● **YOUR OBJECTIVE**:
Restate each of the lines below word for word and drop every picture.

TASK INPUTS START

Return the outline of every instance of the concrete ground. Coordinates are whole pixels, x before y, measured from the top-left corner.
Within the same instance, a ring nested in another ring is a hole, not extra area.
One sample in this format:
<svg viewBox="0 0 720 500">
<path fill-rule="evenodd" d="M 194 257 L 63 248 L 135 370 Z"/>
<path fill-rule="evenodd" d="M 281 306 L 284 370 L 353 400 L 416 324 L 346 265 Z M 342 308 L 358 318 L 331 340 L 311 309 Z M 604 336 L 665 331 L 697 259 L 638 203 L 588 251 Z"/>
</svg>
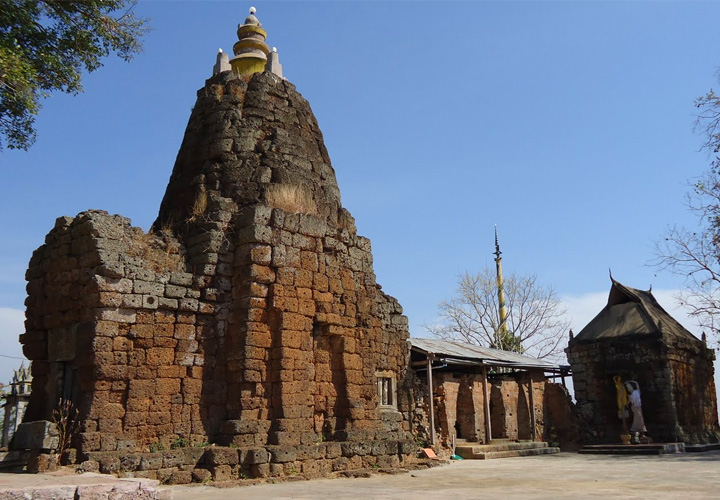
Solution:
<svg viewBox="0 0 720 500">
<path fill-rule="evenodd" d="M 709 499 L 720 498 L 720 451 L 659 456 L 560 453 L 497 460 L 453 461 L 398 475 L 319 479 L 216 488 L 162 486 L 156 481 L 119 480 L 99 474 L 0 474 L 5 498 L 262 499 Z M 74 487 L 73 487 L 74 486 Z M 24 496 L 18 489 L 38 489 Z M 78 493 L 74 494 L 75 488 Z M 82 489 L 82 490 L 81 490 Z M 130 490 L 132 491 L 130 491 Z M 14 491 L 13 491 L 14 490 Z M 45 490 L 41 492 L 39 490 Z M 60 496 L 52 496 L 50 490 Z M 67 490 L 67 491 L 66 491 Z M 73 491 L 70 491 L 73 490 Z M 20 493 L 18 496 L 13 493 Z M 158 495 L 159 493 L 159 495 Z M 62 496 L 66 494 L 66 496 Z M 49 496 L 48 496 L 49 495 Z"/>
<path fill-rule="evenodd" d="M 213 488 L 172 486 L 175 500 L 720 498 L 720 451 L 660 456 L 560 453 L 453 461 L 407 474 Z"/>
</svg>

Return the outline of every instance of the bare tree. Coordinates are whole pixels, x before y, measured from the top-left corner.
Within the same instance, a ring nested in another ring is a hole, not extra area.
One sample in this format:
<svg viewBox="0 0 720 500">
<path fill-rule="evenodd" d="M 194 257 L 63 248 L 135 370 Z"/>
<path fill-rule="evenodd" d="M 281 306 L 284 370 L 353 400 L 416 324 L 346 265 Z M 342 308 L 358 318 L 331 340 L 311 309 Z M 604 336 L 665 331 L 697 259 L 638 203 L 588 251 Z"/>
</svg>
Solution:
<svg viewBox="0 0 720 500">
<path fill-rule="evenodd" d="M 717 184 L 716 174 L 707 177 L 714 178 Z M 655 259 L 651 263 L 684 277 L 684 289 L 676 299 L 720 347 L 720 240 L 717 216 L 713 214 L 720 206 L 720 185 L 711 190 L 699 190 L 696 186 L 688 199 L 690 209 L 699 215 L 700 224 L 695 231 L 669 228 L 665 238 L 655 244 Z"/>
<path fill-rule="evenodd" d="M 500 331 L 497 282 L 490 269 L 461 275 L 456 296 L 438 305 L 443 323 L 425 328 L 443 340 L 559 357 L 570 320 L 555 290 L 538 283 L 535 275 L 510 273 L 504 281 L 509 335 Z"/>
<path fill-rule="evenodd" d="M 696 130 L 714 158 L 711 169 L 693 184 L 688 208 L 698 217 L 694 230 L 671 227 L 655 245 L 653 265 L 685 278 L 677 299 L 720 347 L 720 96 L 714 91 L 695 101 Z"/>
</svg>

TASK INPUTS END

● **REPLY**:
Return the outline of every instance of the concrete ground. Coordinates are whole pixels, x before y, measured from the top-left corner.
Within the same instance, a ring nested in another ring is a hole, not extra area.
One sample in this format:
<svg viewBox="0 0 720 500">
<path fill-rule="evenodd" d="M 194 257 L 63 248 L 135 370 Z"/>
<path fill-rule="evenodd" d="M 281 306 L 284 370 L 353 400 L 416 324 L 346 265 Z M 342 308 L 358 318 L 331 340 L 311 309 Z M 604 336 L 665 331 L 697 259 L 638 203 L 588 251 Z"/>
</svg>
Solution:
<svg viewBox="0 0 720 500">
<path fill-rule="evenodd" d="M 709 499 L 720 498 L 720 451 L 659 456 L 560 453 L 497 460 L 453 461 L 398 475 L 319 479 L 216 488 L 162 486 L 156 481 L 119 480 L 99 474 L 0 474 L 5 498 L 262 499 Z M 74 487 L 73 487 L 74 486 Z M 24 496 L 18 489 L 38 489 Z M 78 493 L 74 494 L 75 488 Z M 82 489 L 82 490 L 81 490 Z M 130 490 L 132 491 L 130 491 Z M 14 491 L 13 491 L 14 490 Z M 45 490 L 41 492 L 39 490 Z M 60 496 L 52 496 L 50 490 Z M 67 490 L 67 491 L 66 491 Z M 73 491 L 70 491 L 73 490 Z M 20 493 L 18 496 L 13 493 Z M 158 495 L 159 493 L 159 495 Z M 62 496 L 66 494 L 66 496 Z M 49 496 L 48 496 L 49 495 Z"/>
<path fill-rule="evenodd" d="M 213 488 L 172 486 L 175 500 L 720 498 L 720 451 L 660 456 L 560 453 L 453 461 L 407 474 Z"/>
</svg>

Return the outline of every instance of the bare tree. Coordinates are whole pixels, x before y, measured from the top-left corner.
Within the same instance, a ring nested in another ring is a hole, not extra area.
One sample in this format:
<svg viewBox="0 0 720 500">
<path fill-rule="evenodd" d="M 194 257 L 63 248 L 135 370 Z"/>
<path fill-rule="evenodd" d="M 281 306 L 284 370 L 353 400 L 416 324 L 346 265 Z M 342 308 L 358 318 L 331 340 L 311 309 Z M 604 336 L 665 331 L 697 259 L 638 203 L 588 251 Z"/>
</svg>
Solution:
<svg viewBox="0 0 720 500">
<path fill-rule="evenodd" d="M 717 184 L 716 174 L 707 177 L 714 178 Z M 655 259 L 651 263 L 684 277 L 684 289 L 676 299 L 720 347 L 720 240 L 717 216 L 713 214 L 720 206 L 720 185 L 711 190 L 699 190 L 696 186 L 688 199 L 690 209 L 699 215 L 700 224 L 695 231 L 669 228 L 665 238 L 655 244 Z"/>
<path fill-rule="evenodd" d="M 500 331 L 497 282 L 490 269 L 461 275 L 456 296 L 438 305 L 443 323 L 425 328 L 443 340 L 559 357 L 570 320 L 555 290 L 538 283 L 535 275 L 510 273 L 504 281 L 509 335 Z"/>
<path fill-rule="evenodd" d="M 696 130 L 714 158 L 711 169 L 693 184 L 688 208 L 698 217 L 694 230 L 671 227 L 655 245 L 653 265 L 685 278 L 677 299 L 720 347 L 720 96 L 714 91 L 695 101 Z"/>
</svg>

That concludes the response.